• _ページ抜粋_:
◆ ◆ ◆

今日は先日あった些細な出来事から考えたことを書き残したいと思います。


雨が激しく降る会社からの帰り道、路肩に千円札が数枚落ちているのを発見。

あまり深く考えることなく、お札を横目に通り過ぎようとしましたが、その前方にも、千円札や五千円札が固まりで数か所に落ちていたため、「この額は放置していると良くない!」と思い、慌てて全て拾い上げた。

雨で濡れた札束を握りしめ、「そういえば、持ち主が現れなかったら、拾った人が受け取れるルールやったっけ?」と考えながら、近くの交番に届けるため、歩き始めました。

法律ではどういう決まり?

このように、偶然道端で落とし物を発見した時、ひとまず交番に届けに行くと思いますが、法律でどのように取扱いが決まっているのか、僕は全く知りませんでした。

◆ ◆ ◆

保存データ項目
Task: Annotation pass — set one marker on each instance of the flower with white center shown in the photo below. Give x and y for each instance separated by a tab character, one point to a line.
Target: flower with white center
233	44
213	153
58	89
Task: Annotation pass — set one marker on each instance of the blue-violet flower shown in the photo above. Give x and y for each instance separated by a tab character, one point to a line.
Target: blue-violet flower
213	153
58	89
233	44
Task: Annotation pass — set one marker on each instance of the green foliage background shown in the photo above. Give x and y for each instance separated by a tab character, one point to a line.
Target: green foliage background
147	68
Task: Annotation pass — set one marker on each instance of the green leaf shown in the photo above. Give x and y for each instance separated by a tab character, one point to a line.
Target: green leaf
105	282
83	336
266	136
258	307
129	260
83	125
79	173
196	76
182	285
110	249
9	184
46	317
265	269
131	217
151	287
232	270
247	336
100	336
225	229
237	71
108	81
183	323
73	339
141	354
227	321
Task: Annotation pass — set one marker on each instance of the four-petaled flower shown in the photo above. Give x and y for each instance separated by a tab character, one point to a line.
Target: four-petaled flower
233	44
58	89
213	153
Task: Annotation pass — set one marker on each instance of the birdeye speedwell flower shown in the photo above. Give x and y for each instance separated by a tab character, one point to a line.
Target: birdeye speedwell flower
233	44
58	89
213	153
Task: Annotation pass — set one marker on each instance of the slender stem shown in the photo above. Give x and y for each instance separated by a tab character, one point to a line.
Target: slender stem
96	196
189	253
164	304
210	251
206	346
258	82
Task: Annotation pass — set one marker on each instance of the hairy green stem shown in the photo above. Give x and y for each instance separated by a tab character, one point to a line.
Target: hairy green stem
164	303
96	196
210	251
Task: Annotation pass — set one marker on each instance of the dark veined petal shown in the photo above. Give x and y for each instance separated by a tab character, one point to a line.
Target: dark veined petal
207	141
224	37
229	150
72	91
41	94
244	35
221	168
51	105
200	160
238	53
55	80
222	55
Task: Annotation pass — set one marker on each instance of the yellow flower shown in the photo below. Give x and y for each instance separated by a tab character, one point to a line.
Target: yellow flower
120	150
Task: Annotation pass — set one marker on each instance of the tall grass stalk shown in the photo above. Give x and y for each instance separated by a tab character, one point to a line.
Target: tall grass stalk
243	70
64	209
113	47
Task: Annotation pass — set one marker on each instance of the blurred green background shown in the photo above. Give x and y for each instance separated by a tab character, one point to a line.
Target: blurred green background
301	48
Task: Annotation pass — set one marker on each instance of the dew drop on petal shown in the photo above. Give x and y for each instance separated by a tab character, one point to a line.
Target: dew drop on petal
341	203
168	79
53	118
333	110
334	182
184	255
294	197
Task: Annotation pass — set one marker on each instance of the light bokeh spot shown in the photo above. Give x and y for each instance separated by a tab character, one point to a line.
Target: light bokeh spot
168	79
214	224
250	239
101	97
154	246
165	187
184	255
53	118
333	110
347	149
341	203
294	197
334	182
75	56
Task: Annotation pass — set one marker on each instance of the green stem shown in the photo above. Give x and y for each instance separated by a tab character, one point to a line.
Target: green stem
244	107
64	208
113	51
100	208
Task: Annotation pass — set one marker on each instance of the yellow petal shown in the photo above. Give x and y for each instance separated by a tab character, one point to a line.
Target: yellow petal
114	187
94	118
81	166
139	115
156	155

◆ ◆ ◆

• _出題 1_:
拾ったお金の文章で、筆者は拾ったお札を届けるためにどこへ向かいましたか。
• _出題 2_:
拾ったお金の文章を、最後の一文に続けて書き進めてください。

• _最終解答 1_:
近くの交番です。

• _最終解答 2_:
そこで、実際に調べてみたところ、「遺失物法」という法律に定められていました。

(拾得者の義務)
第四条 拾得者は、速やかに、拾得をした物件を遺失者に返還し、又は警察署長に提出しなければならない。

遺失物法(一部抜粋)

簡単に解釈すると、「落とし物を拾ったら、持ち主か警察に届けてね。」という意味です。

持ち主が現れたら?

次に、落とし物を警察に届けた後、持ち主が現れた場合、こちらも「遺失物法」に定められていました。

(報労金)
第二十八条 物件(…省略…)の返還を受ける遺失者は、当該物件の価格(…省略…)の百分の五以上百分の二十以下に相当する額の報労金を拾得者に支払わなければならない。

遺失物法(一部抜粋)

簡単に解釈すると、「落とし物をした人は、拾ってくれた人に落とした物の価格の5~20%を支払わなければならない。」という意味です。

ちなみに、僕はこのような権利が拾った側にあることを今回初めて知りました。
拾った人にはなかなか強い権利があるんだなと感じます。

持ち主が現れなかったら?

最後に、持ち主が現れなかった場合は、「民法」に定められていました。

(遺失物の拾得)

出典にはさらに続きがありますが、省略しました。